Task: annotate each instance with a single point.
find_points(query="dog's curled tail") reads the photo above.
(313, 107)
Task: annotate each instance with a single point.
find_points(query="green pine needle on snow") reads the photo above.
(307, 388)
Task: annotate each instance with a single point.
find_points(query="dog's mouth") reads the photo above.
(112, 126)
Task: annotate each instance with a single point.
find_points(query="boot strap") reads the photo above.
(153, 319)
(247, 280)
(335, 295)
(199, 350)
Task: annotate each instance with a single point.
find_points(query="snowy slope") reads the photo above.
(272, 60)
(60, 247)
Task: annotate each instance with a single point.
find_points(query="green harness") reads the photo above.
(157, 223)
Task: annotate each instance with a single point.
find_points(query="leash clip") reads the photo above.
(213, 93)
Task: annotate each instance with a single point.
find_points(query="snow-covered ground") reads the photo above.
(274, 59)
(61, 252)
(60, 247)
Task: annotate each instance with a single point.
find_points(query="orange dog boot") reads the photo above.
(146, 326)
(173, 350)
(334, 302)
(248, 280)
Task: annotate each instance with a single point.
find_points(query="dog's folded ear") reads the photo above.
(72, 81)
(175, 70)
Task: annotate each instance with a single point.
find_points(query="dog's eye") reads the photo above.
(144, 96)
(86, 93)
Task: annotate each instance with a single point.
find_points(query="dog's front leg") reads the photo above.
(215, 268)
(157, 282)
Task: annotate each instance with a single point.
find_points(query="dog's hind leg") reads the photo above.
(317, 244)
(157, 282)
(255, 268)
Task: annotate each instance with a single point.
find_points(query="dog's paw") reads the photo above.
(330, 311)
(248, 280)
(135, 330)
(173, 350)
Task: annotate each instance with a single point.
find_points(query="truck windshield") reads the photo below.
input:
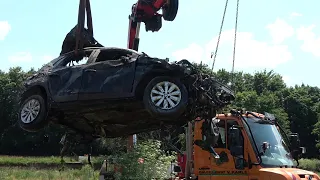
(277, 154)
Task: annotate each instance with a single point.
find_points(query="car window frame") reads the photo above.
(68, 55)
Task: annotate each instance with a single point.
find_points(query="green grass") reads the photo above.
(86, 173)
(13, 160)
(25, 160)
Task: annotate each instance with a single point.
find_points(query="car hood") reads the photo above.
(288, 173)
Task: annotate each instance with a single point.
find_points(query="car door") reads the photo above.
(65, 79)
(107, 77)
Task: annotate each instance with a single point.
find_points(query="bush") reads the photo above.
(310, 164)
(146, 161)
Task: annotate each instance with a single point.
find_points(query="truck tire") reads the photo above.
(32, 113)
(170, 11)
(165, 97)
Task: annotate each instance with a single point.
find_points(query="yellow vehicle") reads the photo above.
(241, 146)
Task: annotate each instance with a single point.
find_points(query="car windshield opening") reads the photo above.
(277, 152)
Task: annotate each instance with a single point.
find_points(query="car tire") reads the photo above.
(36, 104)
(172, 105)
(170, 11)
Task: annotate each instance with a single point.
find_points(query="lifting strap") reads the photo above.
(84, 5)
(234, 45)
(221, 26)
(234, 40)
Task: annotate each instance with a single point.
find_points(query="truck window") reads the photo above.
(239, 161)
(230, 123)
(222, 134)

...

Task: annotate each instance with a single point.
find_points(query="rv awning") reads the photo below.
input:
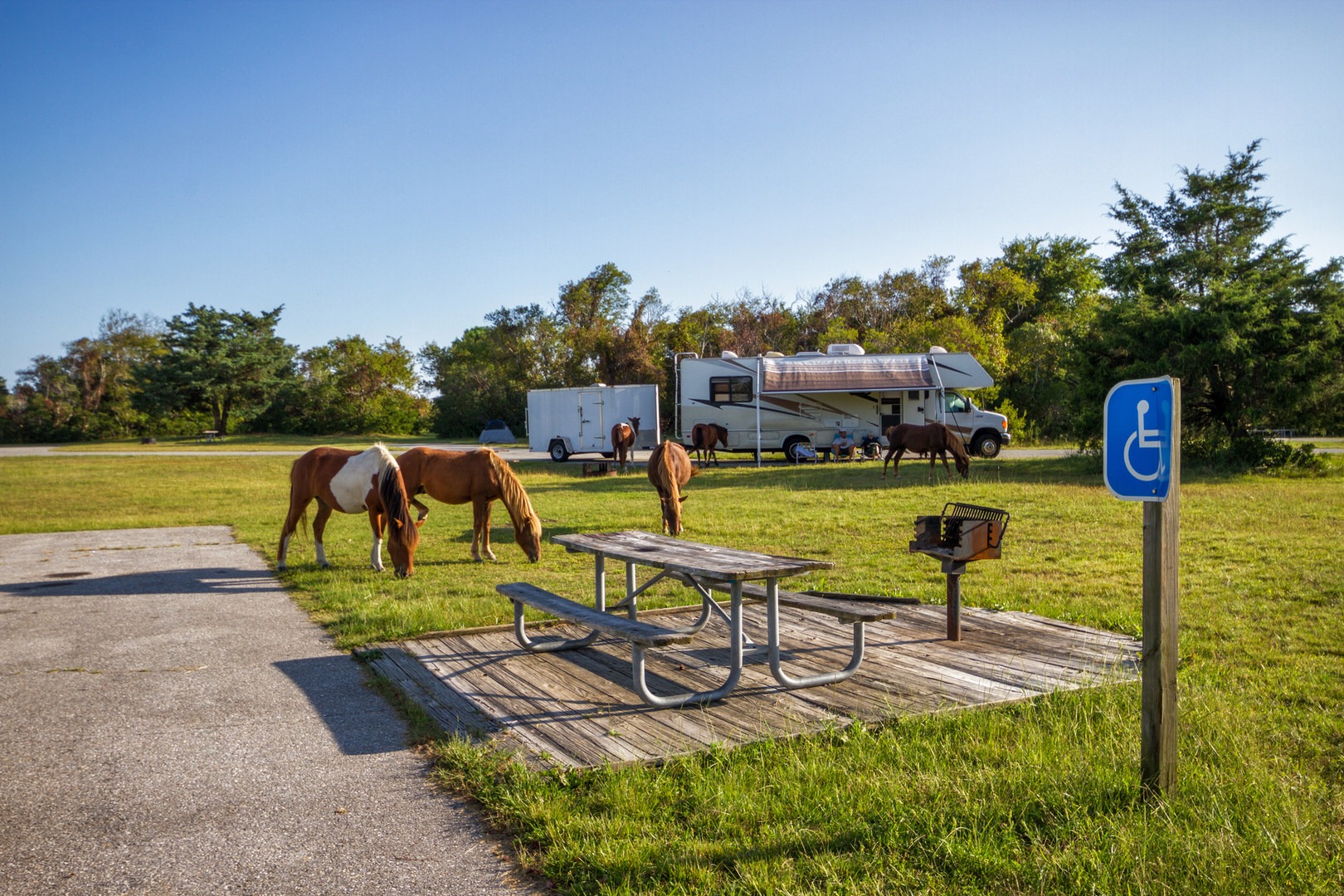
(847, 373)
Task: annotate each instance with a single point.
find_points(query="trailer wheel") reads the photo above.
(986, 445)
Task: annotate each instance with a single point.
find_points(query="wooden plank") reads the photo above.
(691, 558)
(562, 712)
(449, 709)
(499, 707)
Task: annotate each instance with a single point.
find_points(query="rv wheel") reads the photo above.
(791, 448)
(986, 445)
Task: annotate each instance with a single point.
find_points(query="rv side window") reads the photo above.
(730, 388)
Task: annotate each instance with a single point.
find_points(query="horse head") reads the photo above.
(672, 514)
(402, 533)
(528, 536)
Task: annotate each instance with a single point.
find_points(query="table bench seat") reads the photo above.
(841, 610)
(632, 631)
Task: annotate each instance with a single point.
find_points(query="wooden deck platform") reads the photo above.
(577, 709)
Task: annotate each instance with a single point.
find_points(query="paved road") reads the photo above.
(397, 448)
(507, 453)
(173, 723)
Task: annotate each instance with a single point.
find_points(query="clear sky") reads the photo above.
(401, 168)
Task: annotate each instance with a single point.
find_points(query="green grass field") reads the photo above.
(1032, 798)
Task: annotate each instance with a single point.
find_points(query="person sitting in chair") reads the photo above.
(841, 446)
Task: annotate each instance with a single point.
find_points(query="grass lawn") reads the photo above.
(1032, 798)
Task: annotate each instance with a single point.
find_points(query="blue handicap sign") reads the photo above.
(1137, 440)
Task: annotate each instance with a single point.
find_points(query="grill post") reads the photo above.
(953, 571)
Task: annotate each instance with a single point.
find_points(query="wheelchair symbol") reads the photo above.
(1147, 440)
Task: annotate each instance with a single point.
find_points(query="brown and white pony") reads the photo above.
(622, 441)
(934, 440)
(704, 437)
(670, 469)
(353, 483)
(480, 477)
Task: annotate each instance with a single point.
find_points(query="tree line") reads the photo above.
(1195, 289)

--

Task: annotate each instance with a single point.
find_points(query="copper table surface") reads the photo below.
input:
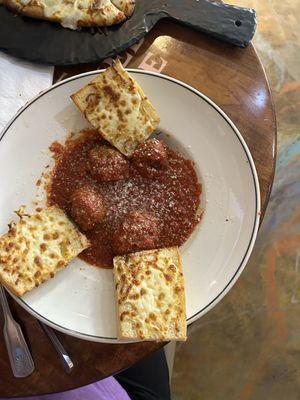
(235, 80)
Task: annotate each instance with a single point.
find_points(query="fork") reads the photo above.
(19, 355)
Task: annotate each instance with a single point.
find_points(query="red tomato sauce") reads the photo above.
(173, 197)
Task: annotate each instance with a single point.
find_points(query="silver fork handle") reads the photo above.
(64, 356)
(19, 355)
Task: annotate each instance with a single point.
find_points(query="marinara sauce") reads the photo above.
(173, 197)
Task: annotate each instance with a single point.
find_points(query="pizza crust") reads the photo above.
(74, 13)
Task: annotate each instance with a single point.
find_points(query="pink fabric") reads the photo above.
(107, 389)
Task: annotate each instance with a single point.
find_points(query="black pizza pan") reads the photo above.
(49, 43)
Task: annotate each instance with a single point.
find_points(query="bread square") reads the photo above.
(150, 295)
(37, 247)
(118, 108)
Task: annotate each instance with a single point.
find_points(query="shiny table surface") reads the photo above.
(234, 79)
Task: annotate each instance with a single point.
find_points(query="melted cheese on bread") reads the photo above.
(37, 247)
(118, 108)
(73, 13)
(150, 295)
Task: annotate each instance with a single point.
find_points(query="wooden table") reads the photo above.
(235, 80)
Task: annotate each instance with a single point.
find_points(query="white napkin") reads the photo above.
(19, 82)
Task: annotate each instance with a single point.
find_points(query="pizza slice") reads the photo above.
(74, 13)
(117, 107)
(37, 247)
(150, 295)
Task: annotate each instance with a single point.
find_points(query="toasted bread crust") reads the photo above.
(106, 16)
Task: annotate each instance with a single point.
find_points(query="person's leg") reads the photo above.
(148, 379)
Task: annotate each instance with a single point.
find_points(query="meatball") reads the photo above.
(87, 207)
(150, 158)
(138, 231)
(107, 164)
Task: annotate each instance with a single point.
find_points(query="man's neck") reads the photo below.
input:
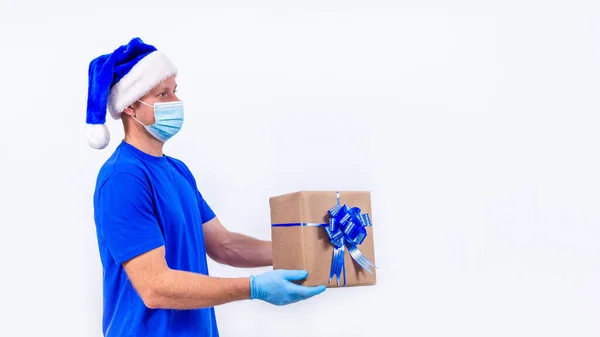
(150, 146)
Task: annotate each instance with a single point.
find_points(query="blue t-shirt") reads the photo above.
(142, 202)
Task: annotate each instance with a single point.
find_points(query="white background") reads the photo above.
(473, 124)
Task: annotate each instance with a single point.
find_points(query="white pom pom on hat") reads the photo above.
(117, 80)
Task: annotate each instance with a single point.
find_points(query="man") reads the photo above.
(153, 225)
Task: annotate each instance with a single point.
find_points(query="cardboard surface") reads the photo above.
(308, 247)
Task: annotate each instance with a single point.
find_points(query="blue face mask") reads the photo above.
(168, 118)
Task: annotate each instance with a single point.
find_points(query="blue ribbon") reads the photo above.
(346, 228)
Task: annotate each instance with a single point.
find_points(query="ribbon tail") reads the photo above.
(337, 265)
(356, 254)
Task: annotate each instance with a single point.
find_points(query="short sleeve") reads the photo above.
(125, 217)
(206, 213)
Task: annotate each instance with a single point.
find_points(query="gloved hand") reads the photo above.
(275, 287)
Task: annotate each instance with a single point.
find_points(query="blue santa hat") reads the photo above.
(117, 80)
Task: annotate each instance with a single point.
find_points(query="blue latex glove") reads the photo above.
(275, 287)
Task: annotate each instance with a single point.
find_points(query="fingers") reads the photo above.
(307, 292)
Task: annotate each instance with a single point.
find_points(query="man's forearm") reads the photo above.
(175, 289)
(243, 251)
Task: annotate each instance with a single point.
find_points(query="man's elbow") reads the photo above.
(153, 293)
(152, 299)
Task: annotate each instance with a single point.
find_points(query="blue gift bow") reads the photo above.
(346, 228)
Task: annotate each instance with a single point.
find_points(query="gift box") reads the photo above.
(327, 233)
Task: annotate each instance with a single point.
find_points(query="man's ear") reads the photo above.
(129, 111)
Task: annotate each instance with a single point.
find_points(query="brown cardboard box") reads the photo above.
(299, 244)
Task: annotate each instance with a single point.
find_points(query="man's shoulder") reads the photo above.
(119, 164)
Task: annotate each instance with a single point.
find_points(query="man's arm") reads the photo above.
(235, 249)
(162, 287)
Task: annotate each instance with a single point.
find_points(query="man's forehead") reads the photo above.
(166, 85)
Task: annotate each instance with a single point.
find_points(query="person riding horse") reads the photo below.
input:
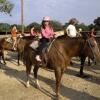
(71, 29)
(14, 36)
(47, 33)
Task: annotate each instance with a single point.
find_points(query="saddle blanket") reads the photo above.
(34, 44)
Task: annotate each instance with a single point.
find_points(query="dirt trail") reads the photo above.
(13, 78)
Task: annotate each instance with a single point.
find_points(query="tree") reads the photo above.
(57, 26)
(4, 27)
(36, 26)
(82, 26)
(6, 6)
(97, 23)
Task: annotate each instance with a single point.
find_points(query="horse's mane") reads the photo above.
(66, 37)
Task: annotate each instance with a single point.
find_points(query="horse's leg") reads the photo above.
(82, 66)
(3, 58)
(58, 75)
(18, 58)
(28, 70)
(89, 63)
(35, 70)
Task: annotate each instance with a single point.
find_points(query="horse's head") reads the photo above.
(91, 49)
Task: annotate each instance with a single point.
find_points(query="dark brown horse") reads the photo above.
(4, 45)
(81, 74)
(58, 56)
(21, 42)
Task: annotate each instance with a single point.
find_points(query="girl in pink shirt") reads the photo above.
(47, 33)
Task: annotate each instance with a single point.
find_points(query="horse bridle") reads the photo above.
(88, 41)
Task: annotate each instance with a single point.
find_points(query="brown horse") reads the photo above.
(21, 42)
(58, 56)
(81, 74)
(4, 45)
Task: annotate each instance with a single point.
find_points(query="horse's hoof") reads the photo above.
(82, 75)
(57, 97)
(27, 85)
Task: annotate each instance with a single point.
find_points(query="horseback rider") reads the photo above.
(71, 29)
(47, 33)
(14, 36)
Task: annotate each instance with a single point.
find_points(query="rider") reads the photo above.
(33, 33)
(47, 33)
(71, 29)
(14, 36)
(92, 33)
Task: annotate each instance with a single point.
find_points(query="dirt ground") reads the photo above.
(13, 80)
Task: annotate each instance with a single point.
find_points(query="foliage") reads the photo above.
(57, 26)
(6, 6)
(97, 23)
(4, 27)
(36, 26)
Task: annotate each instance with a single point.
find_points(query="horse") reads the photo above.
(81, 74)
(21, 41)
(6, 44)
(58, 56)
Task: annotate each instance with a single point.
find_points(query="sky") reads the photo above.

[THE PROBLEM]: A single number is required: the count of lines in the entries that include the word "below".

[TASK ANSWER]: 5